----- LISTING -----

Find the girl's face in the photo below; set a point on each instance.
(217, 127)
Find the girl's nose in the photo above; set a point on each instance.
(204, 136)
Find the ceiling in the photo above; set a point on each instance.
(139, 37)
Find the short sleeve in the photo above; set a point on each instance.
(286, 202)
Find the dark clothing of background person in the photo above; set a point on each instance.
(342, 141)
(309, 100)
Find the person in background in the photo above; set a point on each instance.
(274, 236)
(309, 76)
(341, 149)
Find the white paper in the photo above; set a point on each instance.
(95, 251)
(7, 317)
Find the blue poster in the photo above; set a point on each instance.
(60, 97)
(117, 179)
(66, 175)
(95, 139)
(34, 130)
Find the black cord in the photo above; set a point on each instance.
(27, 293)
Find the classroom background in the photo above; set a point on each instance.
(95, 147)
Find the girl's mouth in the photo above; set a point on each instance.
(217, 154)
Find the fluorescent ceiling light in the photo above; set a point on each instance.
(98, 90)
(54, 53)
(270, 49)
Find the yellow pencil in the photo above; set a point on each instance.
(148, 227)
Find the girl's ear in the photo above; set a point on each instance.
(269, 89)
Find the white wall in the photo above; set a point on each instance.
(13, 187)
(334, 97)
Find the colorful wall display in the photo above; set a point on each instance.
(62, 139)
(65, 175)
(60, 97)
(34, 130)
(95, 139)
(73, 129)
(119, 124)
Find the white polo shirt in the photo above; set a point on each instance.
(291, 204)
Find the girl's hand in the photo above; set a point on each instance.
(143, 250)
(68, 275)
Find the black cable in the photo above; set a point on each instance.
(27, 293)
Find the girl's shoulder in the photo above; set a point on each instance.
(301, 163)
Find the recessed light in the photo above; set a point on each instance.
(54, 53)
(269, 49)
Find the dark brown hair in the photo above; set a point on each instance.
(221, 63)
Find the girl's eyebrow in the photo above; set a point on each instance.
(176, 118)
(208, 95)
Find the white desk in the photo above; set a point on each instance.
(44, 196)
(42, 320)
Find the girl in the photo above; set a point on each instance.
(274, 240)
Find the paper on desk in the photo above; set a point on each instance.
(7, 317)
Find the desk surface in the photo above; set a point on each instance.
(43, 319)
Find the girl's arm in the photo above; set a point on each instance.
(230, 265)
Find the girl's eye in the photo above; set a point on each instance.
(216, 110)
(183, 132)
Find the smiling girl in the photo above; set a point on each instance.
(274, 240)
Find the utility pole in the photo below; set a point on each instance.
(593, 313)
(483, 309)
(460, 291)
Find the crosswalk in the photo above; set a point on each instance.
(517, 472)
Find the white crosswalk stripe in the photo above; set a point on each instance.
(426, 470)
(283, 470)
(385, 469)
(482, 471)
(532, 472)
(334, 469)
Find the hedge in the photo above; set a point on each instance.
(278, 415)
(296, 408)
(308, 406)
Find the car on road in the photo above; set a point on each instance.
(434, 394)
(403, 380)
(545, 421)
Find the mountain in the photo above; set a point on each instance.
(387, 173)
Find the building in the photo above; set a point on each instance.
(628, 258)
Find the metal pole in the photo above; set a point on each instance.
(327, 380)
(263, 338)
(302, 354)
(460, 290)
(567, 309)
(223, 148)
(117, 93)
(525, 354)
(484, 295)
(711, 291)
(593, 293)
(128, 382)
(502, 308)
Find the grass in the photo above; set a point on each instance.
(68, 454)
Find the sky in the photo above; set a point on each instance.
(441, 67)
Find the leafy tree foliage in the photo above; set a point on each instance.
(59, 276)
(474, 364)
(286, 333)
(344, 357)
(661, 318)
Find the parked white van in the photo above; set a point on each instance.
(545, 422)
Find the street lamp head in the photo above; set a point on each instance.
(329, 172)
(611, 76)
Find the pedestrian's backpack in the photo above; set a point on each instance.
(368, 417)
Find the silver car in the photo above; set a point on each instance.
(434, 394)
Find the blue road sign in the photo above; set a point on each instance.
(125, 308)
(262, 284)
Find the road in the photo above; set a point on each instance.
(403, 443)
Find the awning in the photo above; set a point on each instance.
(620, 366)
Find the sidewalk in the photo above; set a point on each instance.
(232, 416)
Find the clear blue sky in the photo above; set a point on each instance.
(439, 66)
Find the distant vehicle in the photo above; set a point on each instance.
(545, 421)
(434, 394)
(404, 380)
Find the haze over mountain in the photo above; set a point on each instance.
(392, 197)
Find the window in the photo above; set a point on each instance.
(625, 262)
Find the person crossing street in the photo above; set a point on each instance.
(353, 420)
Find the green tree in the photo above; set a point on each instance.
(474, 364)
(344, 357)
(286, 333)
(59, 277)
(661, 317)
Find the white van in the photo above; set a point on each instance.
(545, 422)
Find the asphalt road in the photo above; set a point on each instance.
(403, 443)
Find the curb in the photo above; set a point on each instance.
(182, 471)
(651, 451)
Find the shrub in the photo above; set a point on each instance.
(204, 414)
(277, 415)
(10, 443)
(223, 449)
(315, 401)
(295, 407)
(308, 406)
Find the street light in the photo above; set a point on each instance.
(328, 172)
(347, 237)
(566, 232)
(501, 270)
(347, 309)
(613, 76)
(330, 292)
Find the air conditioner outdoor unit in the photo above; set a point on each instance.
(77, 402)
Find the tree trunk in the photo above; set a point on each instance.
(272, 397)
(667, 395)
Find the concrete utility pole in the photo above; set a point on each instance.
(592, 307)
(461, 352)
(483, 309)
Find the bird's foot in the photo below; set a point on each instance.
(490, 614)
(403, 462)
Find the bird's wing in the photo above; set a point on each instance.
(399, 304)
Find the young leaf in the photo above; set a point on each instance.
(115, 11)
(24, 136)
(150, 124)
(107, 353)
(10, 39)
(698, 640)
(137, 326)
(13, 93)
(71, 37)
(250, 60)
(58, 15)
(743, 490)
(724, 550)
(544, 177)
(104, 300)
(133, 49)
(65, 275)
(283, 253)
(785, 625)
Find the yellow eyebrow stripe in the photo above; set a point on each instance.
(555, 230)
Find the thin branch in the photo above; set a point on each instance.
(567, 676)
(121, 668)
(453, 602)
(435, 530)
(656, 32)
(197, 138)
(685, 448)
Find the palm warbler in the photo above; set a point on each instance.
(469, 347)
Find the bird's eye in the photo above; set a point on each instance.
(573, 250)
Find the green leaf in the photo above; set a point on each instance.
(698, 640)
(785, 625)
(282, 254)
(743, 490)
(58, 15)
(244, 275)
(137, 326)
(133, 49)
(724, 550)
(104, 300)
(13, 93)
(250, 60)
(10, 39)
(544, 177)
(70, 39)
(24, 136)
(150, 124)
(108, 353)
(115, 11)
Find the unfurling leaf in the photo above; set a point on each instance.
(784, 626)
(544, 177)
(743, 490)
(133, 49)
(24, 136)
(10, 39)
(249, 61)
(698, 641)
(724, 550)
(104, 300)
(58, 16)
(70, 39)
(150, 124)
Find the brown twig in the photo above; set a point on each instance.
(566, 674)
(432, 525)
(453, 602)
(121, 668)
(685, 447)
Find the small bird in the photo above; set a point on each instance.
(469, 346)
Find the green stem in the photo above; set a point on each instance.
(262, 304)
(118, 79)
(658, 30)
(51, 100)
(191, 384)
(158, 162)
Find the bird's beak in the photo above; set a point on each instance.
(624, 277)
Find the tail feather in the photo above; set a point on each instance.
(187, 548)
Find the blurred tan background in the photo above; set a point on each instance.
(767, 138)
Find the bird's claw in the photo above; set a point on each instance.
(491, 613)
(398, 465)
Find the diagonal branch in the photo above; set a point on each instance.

-----

> **REQUEST**
Format every line of the records above as a JSON list of strings, with one string per line and blank lines omitted.

> **COMPLETED EXERCISE**
[
  "Find the girl's face in the photo below; set a point on each instance.",
  "(217, 127)",
  "Find the girl's nose in the photo above; set a point on each instance.",
  "(204, 136)",
  "Find the ceiling in the photo above; set a point on each instance.",
  "(139, 37)",
  "Find the short sleeve in the photo above; set a point on each instance.",
  "(286, 202)",
  "Find the dark clothing of background person in the photo above; set a point on each instance.",
  "(342, 141)",
  "(309, 100)",
  "Find the person in background in the photo above; set a point on each instance.",
  "(274, 236)",
  "(309, 76)",
  "(341, 149)",
  "Find the white paper in the photo above; set a point on each instance.",
  "(95, 251)",
  "(7, 317)",
  "Find the blue poster in the photo above; set a point on each instance.",
  "(60, 97)",
  "(117, 179)",
  "(66, 175)",
  "(95, 139)",
  "(34, 130)",
  "Find the black cord in the photo above; set a point on each instance.",
  "(27, 293)",
  "Find the classroom background in the photo above; set a point on each instance.",
  "(95, 147)",
  "Find the girl's mouth in the photo above; set a point on each instance.",
  "(217, 154)",
  "Find the fluorescent ceiling light in the photo above; set a point on each instance.",
  "(98, 90)",
  "(54, 53)",
  "(270, 49)",
  "Find the yellow pencil in the photo above; set a point on each instance.",
  "(148, 227)",
  "Find the girl's ear in the photo above; set a point on each instance.",
  "(269, 89)",
  "Find the white wall in the photo above; set a point on each instance.",
  "(13, 187)",
  "(334, 97)",
  "Find the colorful wall display in the photo above; set a point on each instance.",
  "(62, 139)",
  "(65, 175)",
  "(60, 97)",
  "(34, 130)",
  "(95, 139)",
  "(73, 129)",
  "(119, 124)",
  "Find the white polo shirt in the photo above; set a point on each instance.",
  "(291, 204)",
  "Find the girl's hand in the photo above; set a point on each instance.",
  "(143, 250)",
  "(68, 275)",
  "Find the black cable in the photo above; set a point on each instance.",
  "(27, 293)",
  "Find the girl's shoulder in the photo above; set a point on each instance.",
  "(301, 163)",
  "Find the recessed light in the photo above; set a point on each instance.",
  "(54, 53)",
  "(269, 49)",
  "Find the dark brown hair in the photo above; set a point on each instance.",
  "(221, 63)",
  "Find the girl's eyebrow in the photo above; set a point on each instance.",
  "(176, 118)",
  "(208, 95)",
  "Find the white desk in the photo above; set a point on each instance.",
  "(44, 196)",
  "(42, 320)",
  "Find the girl in the photo above; set a point on each instance.",
  "(274, 240)",
  "Find the paper on desk in the photo above; set a point on each instance.",
  "(7, 317)",
  "Find the desk surface in the photo above; set a point on each instance.",
  "(43, 319)",
  "Find the girl's arm in the photo above; set a point on each instance.",
  "(230, 265)",
  "Find the girl's eye in the photo above; set a point on each instance.",
  "(216, 110)",
  "(183, 132)",
  "Find the smiling girl in the photo above; set a point on each instance.",
  "(274, 240)",
  "Find the utility pole in the photo below; set a point on each instance.",
  "(593, 313)",
  "(483, 309)",
  "(460, 291)",
  "Find the crosswalk in the photo above; set a point on each instance.",
  "(517, 472)",
  "Find the white crosswalk stripe in the photo above; set a point on each instance.",
  "(426, 470)",
  "(283, 470)",
  "(385, 469)",
  "(482, 471)",
  "(532, 472)",
  "(334, 469)",
  "Find the hedge in the photo above; set a point on each instance.",
  "(278, 415)",
  "(296, 408)",
  "(308, 406)",
  "Find the car on road in the photo above; set a point on each instance.",
  "(434, 394)",
  "(403, 380)",
  "(545, 421)",
  "Find the mountain in the photo above; set a point on each instance.",
  "(387, 173)",
  "Find the building in the photo above; set a point on each instance.",
  "(628, 258)",
  "Find the metal pole in the photo above; set a point on each instance.",
  "(327, 380)",
  "(263, 338)",
  "(302, 354)",
  "(460, 290)",
  "(567, 309)",
  "(223, 148)",
  "(117, 93)",
  "(525, 354)",
  "(484, 295)",
  "(711, 291)",
  "(593, 293)",
  "(128, 382)",
  "(502, 308)",
  "Find the grass in the photo above; set a point on each instance.",
  "(68, 454)",
  "Find the sky in the photo above; set a point on each instance.",
  "(441, 67)",
  "Find the leafy tree foliage in the photo above; set a point on each instance.",
  "(59, 276)",
  "(474, 364)",
  "(286, 333)",
  "(344, 357)",
  "(661, 318)",
  "Find the parked white van in the photo above; set a point on each instance.",
  "(545, 422)",
  "Find the street lamp head in the photo above; set a point on each instance.",
  "(329, 172)",
  "(611, 76)",
  "Find the pedestrian's backpack in the photo above; set a point on each instance.",
  "(368, 417)",
  "Find the silver car in the photo above; set a point on each instance.",
  "(434, 394)",
  "Find the blue road sign in the photo above; set a point on each instance.",
  "(125, 308)",
  "(262, 284)",
  "Find the road in the photo above; set a point on each instance.",
  "(403, 443)",
  "Find the awning in the photo above; set a point on each instance.",
  "(620, 366)",
  "Find the sidewalk in the photo above; set a point on each instance.",
  "(232, 416)",
  "Find the clear blue sky in the photo above; set a point on each instance.",
  "(439, 66)",
  "Find the distant vehicle in the photo above; set a point on each instance.",
  "(545, 421)",
  "(434, 394)",
  "(404, 380)",
  "Find the haze over mountain in the photo above; set a point on each instance.",
  "(392, 197)",
  "Find the window in the photo above; set a point on each instance.",
  "(625, 262)",
  "Find the person crossing street in the photo above; set a point on each instance.",
  "(353, 420)",
  "Find the green tree in the photo above; set a point on each instance.",
  "(474, 364)",
  "(344, 357)",
  "(286, 333)",
  "(59, 277)",
  "(661, 317)",
  "Find the white van in the photo above; set a point on each instance.",
  "(545, 422)",
  "Find the asphalt road in the photo above; set a point on each instance.",
  "(403, 443)",
  "Find the curb in the photo above; set a point on each instance.",
  "(182, 471)",
  "(651, 451)",
  "Find the shrub in the photo above; set a point on each instance.",
  "(204, 414)",
  "(277, 415)",
  "(10, 443)",
  "(223, 449)",
  "(315, 401)",
  "(295, 407)",
  "(308, 406)",
  "Find the street light in the photo above; set a point on each instance.",
  "(328, 172)",
  "(347, 237)",
  "(566, 232)",
  "(501, 270)",
  "(347, 309)",
  "(613, 76)",
  "(330, 292)",
  "Find the air conditioner outdoor unit in the photo above; set a point on each instance.",
  "(77, 402)",
  "Find the tree trunk in the photo above; set a point on each instance.",
  "(272, 397)",
  "(667, 395)",
  "Find the concrete utility pole in the photo above; set a point on each instance.",
  "(592, 307)",
  "(461, 352)",
  "(483, 309)",
  "Find the bird's foot in the photo below; set a point on each instance.",
  "(490, 614)",
  "(403, 462)",
  "Find the bird's wing in the photo above; set a point on each instance.",
  "(399, 304)",
  "Find the young leaf in the photo above; set a point on each instance.",
  "(115, 11)",
  "(24, 136)",
  "(150, 124)",
  "(107, 353)",
  "(10, 39)",
  "(698, 640)",
  "(137, 326)",
  "(13, 93)",
  "(71, 37)",
  "(250, 60)",
  "(58, 15)",
  "(743, 490)",
  "(724, 550)",
  "(544, 177)",
  "(104, 300)",
  "(133, 49)",
  "(65, 275)",
  "(283, 253)",
  "(785, 625)",
  "Find the yellow eyebrow stripe in the photo above; set a point on each instance.",
  "(555, 230)",
  "Find the thin branch in the photo above; set a point on each instance.",
  "(567, 676)",
  "(121, 668)",
  "(453, 602)",
  "(435, 530)",
  "(656, 32)",
  "(197, 138)",
  "(685, 448)",
  "Find the palm warbler in the photo above; set a point on each instance.",
  "(469, 347)",
  "Find the bird's eye in the photo above; set a point on each instance.",
  "(573, 250)",
  "Find the green leaf in the photo above; set a point on each instance.",
  "(698, 640)",
  "(785, 625)",
  "(282, 254)",
  "(743, 490)",
  "(58, 15)",
  "(244, 275)",
  "(137, 326)",
  "(133, 49)",
  "(724, 550)",
  "(104, 300)",
  "(13, 93)",
  "(250, 60)",
  "(10, 39)",
  "(544, 177)",
  "(70, 39)",
  "(24, 136)",
  "(150, 124)",
  "(108, 353)",
  "(115, 11)",
  "Find the unfurling leaf in the photo above; set a point on each instance.",
  "(784, 626)",
  "(544, 177)",
  "(743, 490)",
  "(133, 49)",
  "(24, 136)",
  "(10, 39)",
  "(249, 61)",
  "(698, 641)",
  "(724, 550)",
  "(104, 300)",
  "(58, 16)",
  "(70, 39)",
  "(150, 124)",
  "Find the brown twig in the photo above; set a point on each instance.",
  "(566, 674)",
  "(432, 525)",
  "(453, 602)",
  "(121, 668)",
  "(685, 447)",
  "Find the small bird in the photo above; set a point on each instance.",
  "(469, 346)",
  "Find the green stem in the photo above; set a point on each instance.",
  "(262, 304)",
  "(118, 79)",
  "(658, 30)",
  "(51, 100)",
  "(191, 384)",
  "(158, 162)",
  "Find the bird's beak in the photo above; set a point on each instance.",
  "(624, 277)",
  "Find the tail feather in the photo above; set a point on each instance.",
  "(187, 548)",
  "Find the blurred tan background in the photo above; set a point on each instance.",
  "(767, 138)",
  "Find the bird's claw in the photo above; set a point on each instance.",
  "(491, 613)",
  "(398, 465)",
  "Find the diagonal branch in the photo above; set a point on each instance."
]